◆ To do ◆
A verbatim transcript of the data that follows, free of images, is the expected result.

--- Information ---

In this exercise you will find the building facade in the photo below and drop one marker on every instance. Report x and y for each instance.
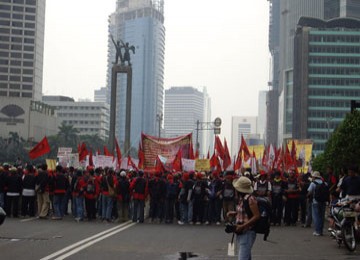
(89, 118)
(184, 107)
(247, 126)
(22, 24)
(141, 24)
(326, 76)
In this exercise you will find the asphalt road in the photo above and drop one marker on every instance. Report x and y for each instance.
(66, 239)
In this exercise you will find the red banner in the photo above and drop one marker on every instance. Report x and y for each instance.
(166, 147)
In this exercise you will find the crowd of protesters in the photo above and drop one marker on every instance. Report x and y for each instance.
(183, 197)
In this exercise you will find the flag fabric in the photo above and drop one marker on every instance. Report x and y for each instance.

---

◆ Exercise response ◆
In this exercise you will find the building facade in the photo below and drop one marker on every instance. Report x and y for each instance.
(89, 118)
(184, 107)
(247, 126)
(22, 24)
(141, 24)
(326, 76)
In this exercise you will find the asphalt road in the photo above and drop one marker on every instance. Report x and y for each instance.
(66, 239)
In this exercise you will find the red banner in the photo above and drop one marker on every instance. Report x and y for each instance.
(166, 147)
In this exercise you will find the crowd of protesters in the photo above and drop one marker on every instance. Report x and y for each instance.
(183, 197)
In this exercise you will find the flag fabric in the photo above and drop one marker on every instance. Report x and y for each instance.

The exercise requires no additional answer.